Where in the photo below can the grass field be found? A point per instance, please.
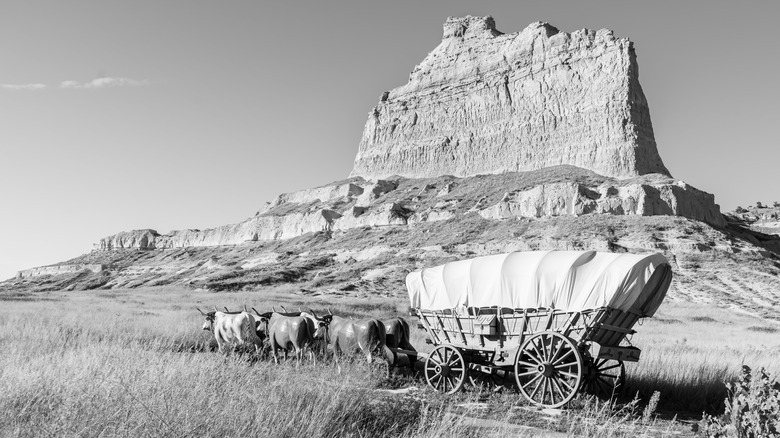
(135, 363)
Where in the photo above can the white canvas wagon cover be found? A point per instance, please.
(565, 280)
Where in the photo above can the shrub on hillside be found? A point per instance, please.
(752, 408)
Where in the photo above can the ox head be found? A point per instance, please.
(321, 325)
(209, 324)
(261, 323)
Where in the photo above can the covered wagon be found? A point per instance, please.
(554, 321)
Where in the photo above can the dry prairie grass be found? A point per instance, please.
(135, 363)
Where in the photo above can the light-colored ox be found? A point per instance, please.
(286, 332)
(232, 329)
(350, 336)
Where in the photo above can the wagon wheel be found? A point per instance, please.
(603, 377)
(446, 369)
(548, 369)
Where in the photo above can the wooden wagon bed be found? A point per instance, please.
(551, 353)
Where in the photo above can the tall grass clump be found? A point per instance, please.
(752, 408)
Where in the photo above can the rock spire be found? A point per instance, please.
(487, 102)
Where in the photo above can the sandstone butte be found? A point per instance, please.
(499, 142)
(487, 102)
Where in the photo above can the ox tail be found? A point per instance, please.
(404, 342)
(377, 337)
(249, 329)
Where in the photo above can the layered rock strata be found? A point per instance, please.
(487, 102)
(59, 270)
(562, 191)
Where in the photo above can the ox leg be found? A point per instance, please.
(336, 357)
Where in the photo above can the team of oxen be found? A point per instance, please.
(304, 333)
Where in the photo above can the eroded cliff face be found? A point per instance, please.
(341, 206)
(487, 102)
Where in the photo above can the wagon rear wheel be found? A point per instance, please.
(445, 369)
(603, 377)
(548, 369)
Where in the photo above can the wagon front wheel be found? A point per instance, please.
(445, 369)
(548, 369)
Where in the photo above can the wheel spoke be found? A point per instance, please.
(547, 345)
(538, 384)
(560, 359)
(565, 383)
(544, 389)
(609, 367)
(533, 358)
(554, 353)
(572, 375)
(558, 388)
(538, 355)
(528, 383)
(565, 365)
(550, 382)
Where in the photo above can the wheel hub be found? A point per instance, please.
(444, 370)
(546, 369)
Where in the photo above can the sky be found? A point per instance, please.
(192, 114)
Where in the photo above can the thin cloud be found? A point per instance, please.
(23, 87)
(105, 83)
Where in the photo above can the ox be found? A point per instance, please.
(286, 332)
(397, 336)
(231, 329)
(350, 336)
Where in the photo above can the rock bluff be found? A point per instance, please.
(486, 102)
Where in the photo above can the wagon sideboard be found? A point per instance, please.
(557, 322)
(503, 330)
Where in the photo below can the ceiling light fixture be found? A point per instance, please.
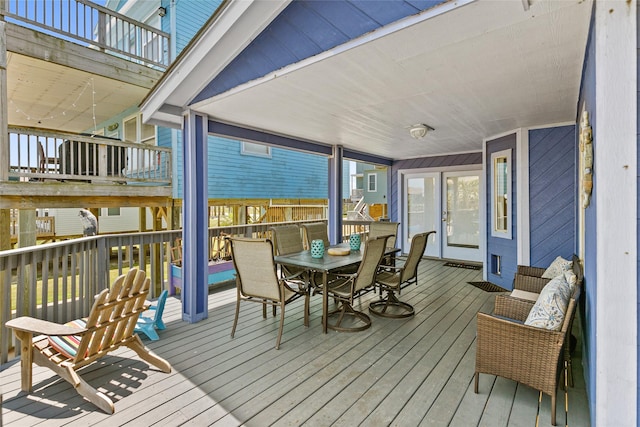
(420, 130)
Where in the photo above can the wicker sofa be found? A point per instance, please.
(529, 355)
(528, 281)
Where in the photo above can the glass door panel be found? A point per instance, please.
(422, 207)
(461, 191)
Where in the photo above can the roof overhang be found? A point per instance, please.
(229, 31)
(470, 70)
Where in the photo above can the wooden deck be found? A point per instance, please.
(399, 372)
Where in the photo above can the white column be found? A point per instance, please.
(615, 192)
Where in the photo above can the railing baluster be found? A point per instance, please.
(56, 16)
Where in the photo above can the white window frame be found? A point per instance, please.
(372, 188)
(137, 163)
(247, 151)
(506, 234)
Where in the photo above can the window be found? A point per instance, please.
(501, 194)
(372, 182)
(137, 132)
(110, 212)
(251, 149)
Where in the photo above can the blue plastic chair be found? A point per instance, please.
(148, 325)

* * *

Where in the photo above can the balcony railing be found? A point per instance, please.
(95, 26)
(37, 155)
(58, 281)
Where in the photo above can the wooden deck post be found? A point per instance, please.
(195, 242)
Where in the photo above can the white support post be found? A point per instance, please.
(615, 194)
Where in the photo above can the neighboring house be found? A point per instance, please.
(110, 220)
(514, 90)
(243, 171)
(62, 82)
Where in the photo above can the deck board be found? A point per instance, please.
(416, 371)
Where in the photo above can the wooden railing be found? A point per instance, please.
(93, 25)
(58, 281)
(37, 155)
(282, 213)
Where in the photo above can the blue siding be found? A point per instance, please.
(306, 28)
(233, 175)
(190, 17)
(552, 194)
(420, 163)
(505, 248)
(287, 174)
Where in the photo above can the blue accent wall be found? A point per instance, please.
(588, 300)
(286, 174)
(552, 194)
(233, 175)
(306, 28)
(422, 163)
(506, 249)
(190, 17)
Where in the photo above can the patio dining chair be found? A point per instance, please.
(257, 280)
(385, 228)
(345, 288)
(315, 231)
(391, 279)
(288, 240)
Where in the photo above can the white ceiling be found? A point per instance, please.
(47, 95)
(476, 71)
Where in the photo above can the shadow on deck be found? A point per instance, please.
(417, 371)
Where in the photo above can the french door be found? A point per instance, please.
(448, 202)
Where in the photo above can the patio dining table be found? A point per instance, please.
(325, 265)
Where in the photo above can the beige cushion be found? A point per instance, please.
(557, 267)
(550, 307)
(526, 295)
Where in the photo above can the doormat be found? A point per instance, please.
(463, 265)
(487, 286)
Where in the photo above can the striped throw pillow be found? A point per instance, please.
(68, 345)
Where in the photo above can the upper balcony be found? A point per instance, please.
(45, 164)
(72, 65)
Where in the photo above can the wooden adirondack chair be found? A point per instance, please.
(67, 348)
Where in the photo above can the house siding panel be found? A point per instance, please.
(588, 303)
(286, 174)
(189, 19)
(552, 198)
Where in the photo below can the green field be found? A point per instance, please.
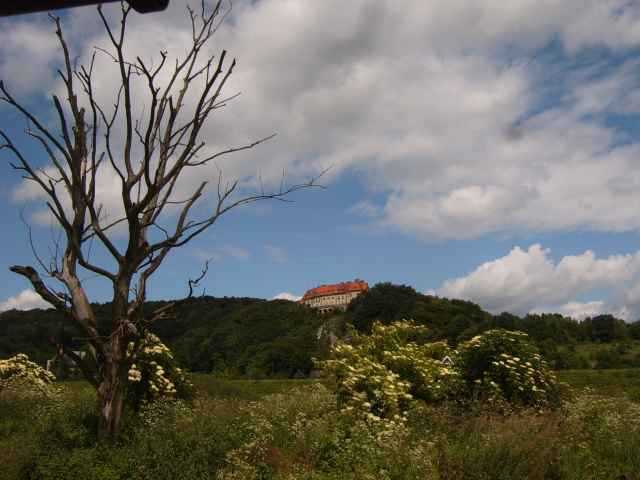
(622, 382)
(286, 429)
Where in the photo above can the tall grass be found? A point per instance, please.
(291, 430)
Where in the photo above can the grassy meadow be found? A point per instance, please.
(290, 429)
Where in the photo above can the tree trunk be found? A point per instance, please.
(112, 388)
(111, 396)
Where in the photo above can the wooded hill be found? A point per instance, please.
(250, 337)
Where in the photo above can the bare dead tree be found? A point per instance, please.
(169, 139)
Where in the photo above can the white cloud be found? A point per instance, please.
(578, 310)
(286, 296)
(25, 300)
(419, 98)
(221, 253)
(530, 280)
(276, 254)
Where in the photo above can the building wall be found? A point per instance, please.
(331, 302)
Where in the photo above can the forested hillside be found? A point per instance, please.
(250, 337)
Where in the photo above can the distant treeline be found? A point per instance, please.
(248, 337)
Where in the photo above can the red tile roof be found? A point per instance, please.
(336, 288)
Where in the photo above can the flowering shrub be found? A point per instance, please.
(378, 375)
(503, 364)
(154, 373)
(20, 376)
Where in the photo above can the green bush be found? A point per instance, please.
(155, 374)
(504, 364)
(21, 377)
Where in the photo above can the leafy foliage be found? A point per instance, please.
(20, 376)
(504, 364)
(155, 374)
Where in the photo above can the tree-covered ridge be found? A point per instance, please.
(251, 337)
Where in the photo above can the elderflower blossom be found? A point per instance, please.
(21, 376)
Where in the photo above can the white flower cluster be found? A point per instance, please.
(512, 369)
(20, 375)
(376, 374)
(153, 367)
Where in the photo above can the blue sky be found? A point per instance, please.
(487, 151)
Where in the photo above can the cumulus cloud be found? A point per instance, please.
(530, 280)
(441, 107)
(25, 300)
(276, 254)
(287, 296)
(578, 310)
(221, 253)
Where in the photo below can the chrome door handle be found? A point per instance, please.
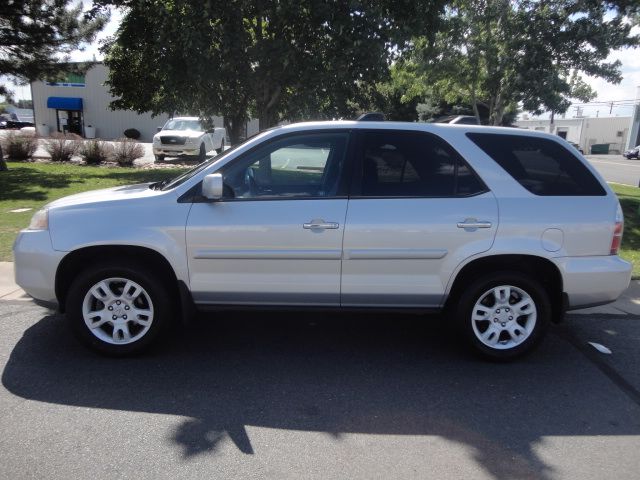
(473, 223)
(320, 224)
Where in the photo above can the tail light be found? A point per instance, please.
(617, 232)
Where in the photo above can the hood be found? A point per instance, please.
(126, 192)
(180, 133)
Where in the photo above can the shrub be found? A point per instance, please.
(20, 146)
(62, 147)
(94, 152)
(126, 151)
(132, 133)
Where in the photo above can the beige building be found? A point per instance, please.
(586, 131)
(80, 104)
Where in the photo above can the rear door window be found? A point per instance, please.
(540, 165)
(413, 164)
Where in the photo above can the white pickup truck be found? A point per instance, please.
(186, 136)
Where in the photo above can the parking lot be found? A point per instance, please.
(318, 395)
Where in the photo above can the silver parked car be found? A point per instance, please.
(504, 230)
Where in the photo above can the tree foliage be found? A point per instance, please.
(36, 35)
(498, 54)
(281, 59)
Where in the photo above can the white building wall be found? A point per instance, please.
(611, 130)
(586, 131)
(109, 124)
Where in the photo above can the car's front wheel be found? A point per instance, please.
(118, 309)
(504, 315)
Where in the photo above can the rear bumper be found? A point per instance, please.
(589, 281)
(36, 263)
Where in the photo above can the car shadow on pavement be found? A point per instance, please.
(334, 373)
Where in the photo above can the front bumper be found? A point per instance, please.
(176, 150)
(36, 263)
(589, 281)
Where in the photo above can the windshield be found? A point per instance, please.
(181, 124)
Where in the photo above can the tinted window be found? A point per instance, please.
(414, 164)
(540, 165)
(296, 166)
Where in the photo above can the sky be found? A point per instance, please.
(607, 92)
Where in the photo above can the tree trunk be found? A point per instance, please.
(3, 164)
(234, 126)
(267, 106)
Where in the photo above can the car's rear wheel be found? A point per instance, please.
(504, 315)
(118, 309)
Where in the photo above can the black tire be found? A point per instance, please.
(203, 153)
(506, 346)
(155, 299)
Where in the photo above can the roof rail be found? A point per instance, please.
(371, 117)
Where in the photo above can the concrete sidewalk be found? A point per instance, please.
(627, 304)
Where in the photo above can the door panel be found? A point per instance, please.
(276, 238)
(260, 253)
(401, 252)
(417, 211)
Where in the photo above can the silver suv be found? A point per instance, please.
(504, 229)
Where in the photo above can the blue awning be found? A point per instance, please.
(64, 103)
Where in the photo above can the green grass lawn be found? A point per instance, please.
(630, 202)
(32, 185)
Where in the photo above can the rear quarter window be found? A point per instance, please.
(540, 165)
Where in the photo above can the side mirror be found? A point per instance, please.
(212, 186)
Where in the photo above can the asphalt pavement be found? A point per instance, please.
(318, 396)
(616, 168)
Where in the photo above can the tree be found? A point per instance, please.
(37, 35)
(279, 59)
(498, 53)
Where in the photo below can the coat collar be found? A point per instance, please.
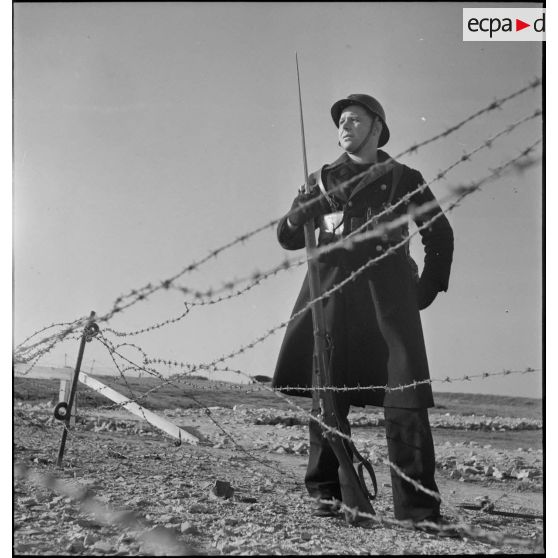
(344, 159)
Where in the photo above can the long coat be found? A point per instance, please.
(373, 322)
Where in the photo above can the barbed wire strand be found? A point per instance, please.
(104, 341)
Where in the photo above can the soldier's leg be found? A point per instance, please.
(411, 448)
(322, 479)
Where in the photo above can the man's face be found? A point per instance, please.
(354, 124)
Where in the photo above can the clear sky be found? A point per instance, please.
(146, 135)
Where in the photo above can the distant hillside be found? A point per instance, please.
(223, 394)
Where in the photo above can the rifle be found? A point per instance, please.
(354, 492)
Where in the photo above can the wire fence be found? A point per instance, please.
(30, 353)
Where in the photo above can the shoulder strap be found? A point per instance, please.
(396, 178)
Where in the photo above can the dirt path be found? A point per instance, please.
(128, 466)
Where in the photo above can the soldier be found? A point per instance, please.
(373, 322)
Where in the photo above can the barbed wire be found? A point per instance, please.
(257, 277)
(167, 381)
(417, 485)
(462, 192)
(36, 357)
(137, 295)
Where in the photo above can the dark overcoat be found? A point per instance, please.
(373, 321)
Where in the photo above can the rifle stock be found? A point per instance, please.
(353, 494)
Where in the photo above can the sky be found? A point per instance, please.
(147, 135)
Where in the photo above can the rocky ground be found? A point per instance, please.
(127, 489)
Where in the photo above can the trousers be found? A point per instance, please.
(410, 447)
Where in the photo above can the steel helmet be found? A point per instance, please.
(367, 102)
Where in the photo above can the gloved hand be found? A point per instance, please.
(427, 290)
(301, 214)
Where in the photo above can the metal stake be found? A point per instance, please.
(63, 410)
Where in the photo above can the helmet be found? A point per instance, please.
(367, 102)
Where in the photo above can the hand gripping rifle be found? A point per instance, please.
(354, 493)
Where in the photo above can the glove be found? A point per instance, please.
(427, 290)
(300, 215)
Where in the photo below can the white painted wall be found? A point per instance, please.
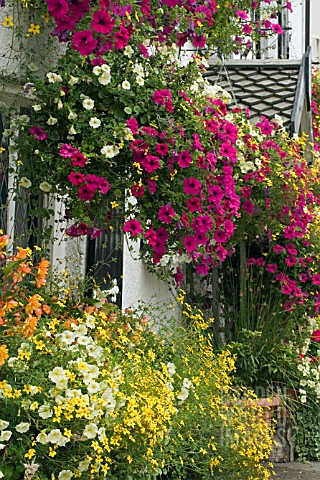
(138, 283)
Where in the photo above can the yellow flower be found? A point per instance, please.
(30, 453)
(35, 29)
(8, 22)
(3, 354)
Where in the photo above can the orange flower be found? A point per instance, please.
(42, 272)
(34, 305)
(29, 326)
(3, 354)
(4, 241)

What is needed ▸ Identify every line in the records that contains the string "field", and copy each such line in full. The match is case-sensitive.

Result for this task ▸
Where in the photo below can the grass field be found? A point per instance, please.
Where in the photo below can the green field be found? A point per instance, please.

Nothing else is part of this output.